Exercise text -
######
Published on 2 August, 2016
London's legacy has touched education, commerce, industry, culture, media, tourism, sport and a whole lot more
Zaun and Harper Chalice cite their largest ever contracts as the springboard to growth and success

Two Midlands security businesses have celebrated their greatest day in history, exactly four years on from the opening of the London 2012 Olympics.

On 27 July 2012, Queen Elizabeth II officially opened the 2012 Olympic Games after apparently surviving a death-defying skydive with James Bond actor Daniel Craig as part of Oscar winning director Danny Boyle's Isles of Wonder opening ceremony.

Wolverhampton’s Zaun and Coventry-based Harper Chalice cite their largest ever contracts as the springboard to the growth and success they now enjoy.

Biggest security operation

They helped make the 30th Olympiad the biggest security operation post-war Britain had ever mounted at a cost of £553 million and involving 10,000 police officers, 13,500 armed forces personnel – more than Britain had deployed in Afghanistan at that time – and 70,000 Games Maker volunteers.
######
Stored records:
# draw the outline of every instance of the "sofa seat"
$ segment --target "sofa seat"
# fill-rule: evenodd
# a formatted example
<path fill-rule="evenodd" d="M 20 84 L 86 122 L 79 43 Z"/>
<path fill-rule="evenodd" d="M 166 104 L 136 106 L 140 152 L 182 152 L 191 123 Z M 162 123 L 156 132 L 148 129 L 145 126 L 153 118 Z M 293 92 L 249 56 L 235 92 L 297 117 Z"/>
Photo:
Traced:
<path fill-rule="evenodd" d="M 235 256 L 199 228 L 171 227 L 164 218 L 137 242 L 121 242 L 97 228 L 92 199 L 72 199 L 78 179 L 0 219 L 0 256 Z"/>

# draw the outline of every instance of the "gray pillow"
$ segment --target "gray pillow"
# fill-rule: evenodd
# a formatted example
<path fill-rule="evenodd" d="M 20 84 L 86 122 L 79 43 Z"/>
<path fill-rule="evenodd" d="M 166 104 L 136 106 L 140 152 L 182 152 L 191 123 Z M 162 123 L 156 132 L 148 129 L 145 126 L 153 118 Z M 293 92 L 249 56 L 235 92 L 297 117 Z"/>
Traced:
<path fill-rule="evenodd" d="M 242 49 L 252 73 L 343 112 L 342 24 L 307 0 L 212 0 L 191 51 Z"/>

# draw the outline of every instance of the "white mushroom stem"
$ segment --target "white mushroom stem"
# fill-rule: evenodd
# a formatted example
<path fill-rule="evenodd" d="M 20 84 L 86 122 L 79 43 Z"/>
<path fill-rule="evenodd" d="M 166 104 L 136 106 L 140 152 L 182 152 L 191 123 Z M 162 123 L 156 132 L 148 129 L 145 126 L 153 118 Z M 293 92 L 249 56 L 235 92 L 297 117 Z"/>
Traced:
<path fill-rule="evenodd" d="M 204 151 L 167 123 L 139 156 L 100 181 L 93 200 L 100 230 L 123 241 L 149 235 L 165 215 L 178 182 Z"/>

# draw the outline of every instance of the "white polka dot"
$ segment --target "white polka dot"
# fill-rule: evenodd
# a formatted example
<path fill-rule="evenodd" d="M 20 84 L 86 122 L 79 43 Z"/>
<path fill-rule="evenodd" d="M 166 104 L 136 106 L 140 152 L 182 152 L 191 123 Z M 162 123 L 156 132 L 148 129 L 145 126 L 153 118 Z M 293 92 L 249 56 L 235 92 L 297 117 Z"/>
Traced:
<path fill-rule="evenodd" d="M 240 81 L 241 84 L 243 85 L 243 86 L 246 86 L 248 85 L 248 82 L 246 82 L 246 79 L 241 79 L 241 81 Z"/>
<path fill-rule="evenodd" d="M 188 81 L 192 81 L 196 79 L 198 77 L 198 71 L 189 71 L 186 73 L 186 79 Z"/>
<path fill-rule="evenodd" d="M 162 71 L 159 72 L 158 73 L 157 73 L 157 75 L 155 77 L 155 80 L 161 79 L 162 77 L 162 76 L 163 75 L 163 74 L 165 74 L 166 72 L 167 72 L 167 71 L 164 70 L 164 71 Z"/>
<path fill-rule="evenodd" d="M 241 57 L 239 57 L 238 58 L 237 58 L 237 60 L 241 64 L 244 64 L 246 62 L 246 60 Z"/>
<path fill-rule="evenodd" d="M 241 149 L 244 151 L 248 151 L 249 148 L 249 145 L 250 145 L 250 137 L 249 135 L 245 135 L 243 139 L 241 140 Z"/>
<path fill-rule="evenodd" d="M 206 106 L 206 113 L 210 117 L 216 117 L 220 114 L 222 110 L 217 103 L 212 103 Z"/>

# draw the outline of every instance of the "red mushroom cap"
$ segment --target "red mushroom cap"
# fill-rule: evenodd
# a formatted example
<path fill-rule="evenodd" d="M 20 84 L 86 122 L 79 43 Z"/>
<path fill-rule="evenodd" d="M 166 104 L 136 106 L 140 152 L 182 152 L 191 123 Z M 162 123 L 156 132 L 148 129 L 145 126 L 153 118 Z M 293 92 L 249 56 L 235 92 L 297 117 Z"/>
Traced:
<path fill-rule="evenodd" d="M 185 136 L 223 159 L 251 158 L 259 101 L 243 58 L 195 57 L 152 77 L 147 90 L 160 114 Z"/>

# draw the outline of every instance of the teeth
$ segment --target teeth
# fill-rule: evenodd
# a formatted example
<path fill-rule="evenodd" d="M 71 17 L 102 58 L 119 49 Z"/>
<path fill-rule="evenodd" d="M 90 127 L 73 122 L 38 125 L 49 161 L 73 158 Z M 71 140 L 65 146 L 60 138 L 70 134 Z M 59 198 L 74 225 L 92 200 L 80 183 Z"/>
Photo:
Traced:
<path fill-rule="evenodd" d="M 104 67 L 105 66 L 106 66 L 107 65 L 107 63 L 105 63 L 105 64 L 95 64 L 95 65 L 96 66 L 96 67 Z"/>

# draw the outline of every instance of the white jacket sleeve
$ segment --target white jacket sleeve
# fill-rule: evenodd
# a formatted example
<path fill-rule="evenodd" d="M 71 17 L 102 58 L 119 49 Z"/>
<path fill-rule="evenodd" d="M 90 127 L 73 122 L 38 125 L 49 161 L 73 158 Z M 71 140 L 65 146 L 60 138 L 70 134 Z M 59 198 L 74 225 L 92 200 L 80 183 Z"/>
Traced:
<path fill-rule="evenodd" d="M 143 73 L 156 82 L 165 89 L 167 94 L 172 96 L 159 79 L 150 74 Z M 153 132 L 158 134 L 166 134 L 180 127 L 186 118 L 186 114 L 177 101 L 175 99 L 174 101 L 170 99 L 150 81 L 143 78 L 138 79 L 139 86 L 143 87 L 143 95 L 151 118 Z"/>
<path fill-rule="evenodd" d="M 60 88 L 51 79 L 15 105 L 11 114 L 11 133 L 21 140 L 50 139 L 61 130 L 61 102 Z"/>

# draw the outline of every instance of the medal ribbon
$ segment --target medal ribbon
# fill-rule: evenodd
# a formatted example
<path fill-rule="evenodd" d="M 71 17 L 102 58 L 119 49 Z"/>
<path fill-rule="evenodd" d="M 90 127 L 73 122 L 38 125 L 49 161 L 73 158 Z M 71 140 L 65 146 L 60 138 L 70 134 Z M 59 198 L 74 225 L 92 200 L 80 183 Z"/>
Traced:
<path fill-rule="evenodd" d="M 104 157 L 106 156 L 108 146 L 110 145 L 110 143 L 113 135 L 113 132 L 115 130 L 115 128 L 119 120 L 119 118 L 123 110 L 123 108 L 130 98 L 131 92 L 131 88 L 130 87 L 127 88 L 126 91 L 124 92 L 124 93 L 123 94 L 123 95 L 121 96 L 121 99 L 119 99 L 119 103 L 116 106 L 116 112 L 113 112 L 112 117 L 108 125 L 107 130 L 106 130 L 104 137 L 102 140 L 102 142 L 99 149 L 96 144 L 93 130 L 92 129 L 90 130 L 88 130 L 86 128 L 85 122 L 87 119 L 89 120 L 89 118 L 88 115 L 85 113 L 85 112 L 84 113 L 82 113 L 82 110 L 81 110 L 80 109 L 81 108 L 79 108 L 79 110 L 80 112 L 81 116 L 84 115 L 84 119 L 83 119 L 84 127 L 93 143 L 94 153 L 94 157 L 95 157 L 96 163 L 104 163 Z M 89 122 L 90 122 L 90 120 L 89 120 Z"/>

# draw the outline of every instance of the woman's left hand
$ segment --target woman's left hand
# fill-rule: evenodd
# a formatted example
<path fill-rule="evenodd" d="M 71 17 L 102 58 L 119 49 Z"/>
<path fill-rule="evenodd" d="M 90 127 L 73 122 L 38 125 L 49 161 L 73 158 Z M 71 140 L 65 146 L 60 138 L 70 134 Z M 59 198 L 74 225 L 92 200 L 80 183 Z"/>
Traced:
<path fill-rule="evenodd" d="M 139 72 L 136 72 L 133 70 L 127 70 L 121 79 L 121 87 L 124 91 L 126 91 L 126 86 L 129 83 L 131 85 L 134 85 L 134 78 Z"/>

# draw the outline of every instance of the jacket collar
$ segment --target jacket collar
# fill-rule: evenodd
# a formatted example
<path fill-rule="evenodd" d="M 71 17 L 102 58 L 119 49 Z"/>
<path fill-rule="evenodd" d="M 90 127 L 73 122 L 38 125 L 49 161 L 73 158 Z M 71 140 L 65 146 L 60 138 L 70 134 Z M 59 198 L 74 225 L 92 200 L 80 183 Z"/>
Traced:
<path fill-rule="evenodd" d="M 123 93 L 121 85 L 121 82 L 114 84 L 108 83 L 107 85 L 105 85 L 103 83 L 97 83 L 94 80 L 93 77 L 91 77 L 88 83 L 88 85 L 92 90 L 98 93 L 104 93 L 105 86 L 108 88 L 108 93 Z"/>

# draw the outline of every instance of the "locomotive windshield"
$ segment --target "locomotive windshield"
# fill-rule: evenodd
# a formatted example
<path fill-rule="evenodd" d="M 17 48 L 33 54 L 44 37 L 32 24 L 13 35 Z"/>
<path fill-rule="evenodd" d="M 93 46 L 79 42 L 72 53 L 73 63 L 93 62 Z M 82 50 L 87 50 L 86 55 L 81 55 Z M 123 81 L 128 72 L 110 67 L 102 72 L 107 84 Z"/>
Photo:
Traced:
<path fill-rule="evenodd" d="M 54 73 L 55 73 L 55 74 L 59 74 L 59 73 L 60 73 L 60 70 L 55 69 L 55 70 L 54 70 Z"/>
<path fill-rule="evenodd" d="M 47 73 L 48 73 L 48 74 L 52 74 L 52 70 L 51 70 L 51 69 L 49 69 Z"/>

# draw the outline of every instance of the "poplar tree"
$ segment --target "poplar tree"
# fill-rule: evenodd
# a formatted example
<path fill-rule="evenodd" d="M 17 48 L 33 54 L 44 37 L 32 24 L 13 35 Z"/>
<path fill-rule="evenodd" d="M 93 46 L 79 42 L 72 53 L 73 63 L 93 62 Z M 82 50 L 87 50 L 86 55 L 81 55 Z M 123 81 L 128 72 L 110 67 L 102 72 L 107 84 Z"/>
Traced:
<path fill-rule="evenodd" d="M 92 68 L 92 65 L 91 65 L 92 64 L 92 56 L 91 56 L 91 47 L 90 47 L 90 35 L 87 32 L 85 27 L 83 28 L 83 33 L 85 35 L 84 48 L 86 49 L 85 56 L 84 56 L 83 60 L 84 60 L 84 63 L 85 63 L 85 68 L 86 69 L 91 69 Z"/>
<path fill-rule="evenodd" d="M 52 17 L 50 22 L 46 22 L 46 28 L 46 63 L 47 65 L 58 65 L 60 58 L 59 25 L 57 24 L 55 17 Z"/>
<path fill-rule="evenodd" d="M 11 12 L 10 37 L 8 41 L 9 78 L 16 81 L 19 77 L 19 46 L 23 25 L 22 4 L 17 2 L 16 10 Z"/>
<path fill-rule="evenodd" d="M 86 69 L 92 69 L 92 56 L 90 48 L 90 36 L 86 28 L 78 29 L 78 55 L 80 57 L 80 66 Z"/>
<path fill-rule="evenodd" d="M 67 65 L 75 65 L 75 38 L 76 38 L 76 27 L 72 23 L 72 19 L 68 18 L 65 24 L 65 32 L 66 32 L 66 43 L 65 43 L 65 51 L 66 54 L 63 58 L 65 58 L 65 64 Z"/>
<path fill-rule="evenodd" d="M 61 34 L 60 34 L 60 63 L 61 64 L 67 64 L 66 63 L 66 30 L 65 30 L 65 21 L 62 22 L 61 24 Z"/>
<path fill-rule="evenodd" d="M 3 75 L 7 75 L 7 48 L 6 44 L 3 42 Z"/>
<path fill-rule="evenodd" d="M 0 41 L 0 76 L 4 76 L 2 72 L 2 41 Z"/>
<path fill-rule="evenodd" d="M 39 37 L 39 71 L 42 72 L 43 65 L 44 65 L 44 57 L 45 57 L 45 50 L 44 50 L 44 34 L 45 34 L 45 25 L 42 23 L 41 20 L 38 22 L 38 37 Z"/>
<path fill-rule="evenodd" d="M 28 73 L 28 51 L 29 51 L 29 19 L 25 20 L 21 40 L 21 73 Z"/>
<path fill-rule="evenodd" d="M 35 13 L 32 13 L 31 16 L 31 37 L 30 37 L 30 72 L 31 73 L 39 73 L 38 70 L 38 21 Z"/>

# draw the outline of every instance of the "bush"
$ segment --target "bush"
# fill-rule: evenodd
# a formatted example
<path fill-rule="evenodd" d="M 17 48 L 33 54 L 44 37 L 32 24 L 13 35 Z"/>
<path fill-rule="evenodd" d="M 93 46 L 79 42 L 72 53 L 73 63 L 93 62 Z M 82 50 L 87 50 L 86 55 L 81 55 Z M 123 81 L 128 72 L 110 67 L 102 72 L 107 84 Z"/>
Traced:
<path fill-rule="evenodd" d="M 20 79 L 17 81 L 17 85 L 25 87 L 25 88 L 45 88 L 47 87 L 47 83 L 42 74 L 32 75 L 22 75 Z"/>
######
Exercise aim -
List every area that the article on the London 2012 Olympics names as touched by London's legacy.

Output for this task -
education, commerce, industry, culture, media, tourism, sport